◆ **PROBLEMS AND TASKS**:
#1 Set down the passage on linear combinations below word for word, from "Are there scalars" to "the other vectors.", inclusive.
#2 Summarize the linear combination passage below in two sentences.
#3 List every vector that the example in the linear combination passage below offers as a vector to be combined. Do not include the vector being tested.

--- TEXT SHOWN ---

Are there scalars \(x_{1}\), \(x_{2}\), and \(x_{3}\) such that:
\(\vec{v} = x_1\vec{a}_{1 }+x_2\vec{a}_{2}+ x_3\vec{a}_{3}\)?

If the vectors are in \(R^n\) for some \(n\), then this is a question that can be answered using the equivalent augmented matrix:

\(\left[ \begin{array}{ccc|c} \vec{a}_1 & \vec{a}_2 & \vec{a}_3 & \vec{v} \\ \end{array} \right]\)

If this matrix represents a consistent system of equations, then we can say that \(\vec{v}\) is a linear combination of the other vectors.

Example

Determine if the vector \(\begin{bmatrix} 5 \\ 3 \\ 0 \\ \end{bmatrix}\) is a linear combination of the vectors:
\(\begin{bmatrix} 2 \\ 0 \\ 1 \\ \end{bmatrix}\), \(\begin{bmatrix} 1 \\ 4 \\ 3 \\ \end{bmatrix}\), \(\begin{bmatrix} 8 \\ 1 \\ 1 \\ \end{bmatrix}\), and \(\begin{bmatrix} -4 \\ 6 \\ 1 \\ \end{bmatrix}\)

--- SOURCE EXCERPT ---

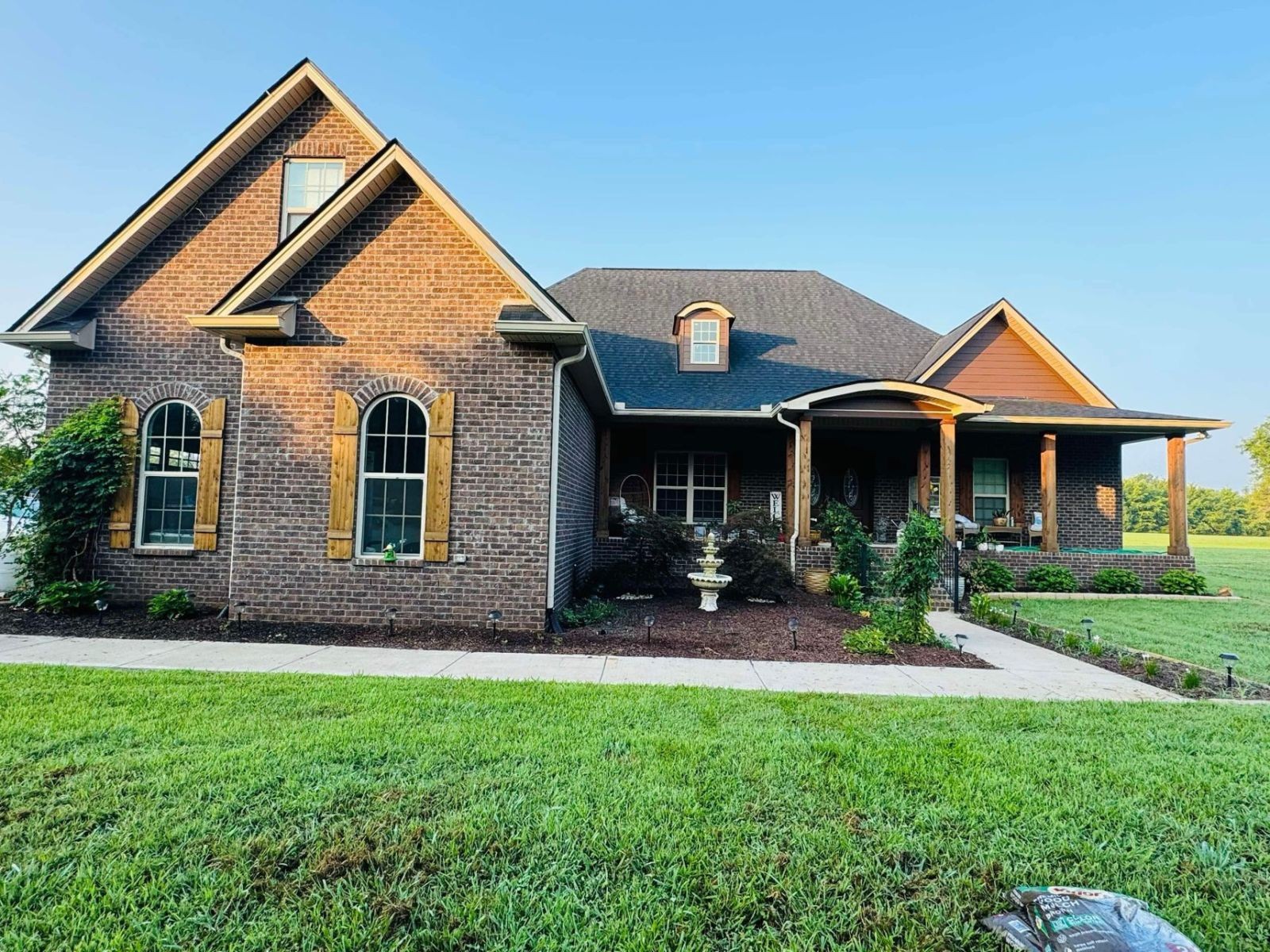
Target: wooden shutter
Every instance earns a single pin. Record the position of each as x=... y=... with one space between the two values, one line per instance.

---

◆ **RESULTS BY TASK**:
#1
Are there scalars \(x_{1}\), \(x_{2}\), and \(x_{3}\) such that:
\(\vec{v} = x_1\vec{a}_{1 }+x_2\vec{a}_{2}+ x_3\vec{a}_{3}\)?

If the vectors are in \(R^n\) for some \(n\), then this is a question that can be answered using the equivalent augmented matrix:

\(\left[ \begin{array}{ccc|c} \vec{a}_1 & \vec{a}_2 & \vec{a}_3 & \vec{v} \\ \end{array} \right]\)

If this matrix represents a consistent system of equations, then we can say that \(\vec{v}\) is a linear combination of the other vectors.

#2 The passage asks whether scalars x₁, x₂, and x₃ exist so that a vector v equals x₁a₁ + x₂a₂ + x₃a₃. For vectors in Rⁿ, this can be answered with the augmented matrix whose columns are a₁, a₂, a₃, and v: v is a linear combination of the other vectors if that matrix represents a consistent system, and an example then asks this about the vector with entries 5, 3, 0.

#3
- [2, 0, 1]
- [1, 4, 3]
- [8, 1, 1]
- [−4, 6, 1]